**EXERCISE**
Every entry needs to be reproduced exactly.

══ TASK DATA

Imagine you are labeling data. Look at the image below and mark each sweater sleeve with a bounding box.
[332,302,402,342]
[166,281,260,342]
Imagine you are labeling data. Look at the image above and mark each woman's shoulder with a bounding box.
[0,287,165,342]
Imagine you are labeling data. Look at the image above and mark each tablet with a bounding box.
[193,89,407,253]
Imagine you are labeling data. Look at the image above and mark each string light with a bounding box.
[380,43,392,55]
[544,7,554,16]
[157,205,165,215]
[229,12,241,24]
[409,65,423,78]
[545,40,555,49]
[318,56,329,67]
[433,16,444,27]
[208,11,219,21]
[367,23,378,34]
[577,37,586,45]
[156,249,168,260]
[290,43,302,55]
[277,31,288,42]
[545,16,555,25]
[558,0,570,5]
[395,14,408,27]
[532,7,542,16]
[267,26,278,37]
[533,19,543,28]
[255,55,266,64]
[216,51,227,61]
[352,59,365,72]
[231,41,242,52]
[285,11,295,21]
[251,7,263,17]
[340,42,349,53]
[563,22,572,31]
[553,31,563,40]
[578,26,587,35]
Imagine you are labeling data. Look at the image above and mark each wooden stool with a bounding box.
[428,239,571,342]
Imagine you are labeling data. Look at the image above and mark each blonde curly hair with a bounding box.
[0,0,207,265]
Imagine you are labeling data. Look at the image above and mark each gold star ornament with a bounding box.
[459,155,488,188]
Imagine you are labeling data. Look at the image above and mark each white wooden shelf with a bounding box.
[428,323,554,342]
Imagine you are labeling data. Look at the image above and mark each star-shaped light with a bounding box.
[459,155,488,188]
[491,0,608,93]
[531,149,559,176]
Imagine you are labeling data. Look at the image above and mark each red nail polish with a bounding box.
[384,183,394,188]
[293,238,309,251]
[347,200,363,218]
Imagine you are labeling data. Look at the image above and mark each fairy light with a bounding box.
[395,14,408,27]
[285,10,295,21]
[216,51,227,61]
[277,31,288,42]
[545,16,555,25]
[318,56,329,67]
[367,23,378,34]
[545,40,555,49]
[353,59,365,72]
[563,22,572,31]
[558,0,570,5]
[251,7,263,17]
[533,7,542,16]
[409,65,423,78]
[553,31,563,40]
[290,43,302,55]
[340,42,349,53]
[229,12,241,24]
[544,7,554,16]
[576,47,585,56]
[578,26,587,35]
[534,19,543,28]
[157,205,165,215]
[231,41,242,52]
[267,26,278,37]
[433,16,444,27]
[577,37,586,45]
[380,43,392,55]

════

**RESPONSE AREA**
Imagine you are labeling data. Look at the image below and mark each sweater sleeve with a bounding box.
[332,302,402,342]
[166,281,260,342]
Imagine you are labeling data. Look at the image above and mark each woman's shoulder with a bounding box.
[0,287,165,342]
Imagine you are labeling data. Look at the image above and mark each tablet with a bounding box.
[193,89,407,253]
Imagine you are labeling data. Look at the image above and mark each string light with a bounding box.
[380,43,392,55]
[544,7,554,16]
[157,205,165,215]
[229,12,241,24]
[409,65,423,78]
[545,40,555,49]
[318,56,329,67]
[433,16,444,27]
[208,11,219,21]
[367,23,378,34]
[577,37,586,45]
[156,249,168,260]
[290,43,302,55]
[277,31,288,42]
[545,16,555,25]
[558,0,570,5]
[395,14,408,27]
[532,7,542,16]
[267,26,278,37]
[533,19,543,28]
[255,55,266,64]
[216,51,227,61]
[352,59,365,72]
[231,41,242,52]
[285,11,295,21]
[251,7,263,17]
[340,42,349,53]
[563,22,572,31]
[553,31,563,40]
[578,26,587,35]
Imagine you are labeling data. Look at the image above and mark each wooden stool with a bounding box.
[428,239,571,342]
Imagine you are labeling data. Look at the image above and mark each blonde curly hair with a bounding box.
[0,0,207,265]
Imagine you are labeling data. Look at the image above and mark each gold star ornament with a bounding box.
[459,155,488,188]
Imagine you are labeling data. Look at the image above and mark each white wooden shelf with a bounding box.
[428,323,554,342]
Imagine you are labeling data. Look at the image above and mark each star-shaped light with a bounding box.
[459,155,488,188]
[491,0,608,93]
[531,149,559,176]
Imagine you are labeling data. Look at the image above and mark each red nail polish with a bounding box.
[384,183,394,188]
[293,238,309,251]
[347,200,363,218]
Imagine you are labeling data. Look at the image above and mark each fairy light with a bounding box.
[395,14,408,27]
[285,10,295,21]
[216,51,227,61]
[277,31,288,42]
[545,16,555,25]
[318,56,329,67]
[367,23,378,34]
[545,40,555,49]
[353,59,365,72]
[563,22,572,31]
[558,0,570,5]
[251,7,263,17]
[533,7,542,16]
[409,65,423,78]
[553,31,563,40]
[290,43,302,55]
[340,42,349,53]
[229,12,241,24]
[544,7,554,16]
[576,47,585,56]
[578,26,587,35]
[534,19,543,28]
[157,205,165,215]
[231,41,242,52]
[267,26,278,37]
[433,16,444,27]
[577,37,586,45]
[380,43,392,55]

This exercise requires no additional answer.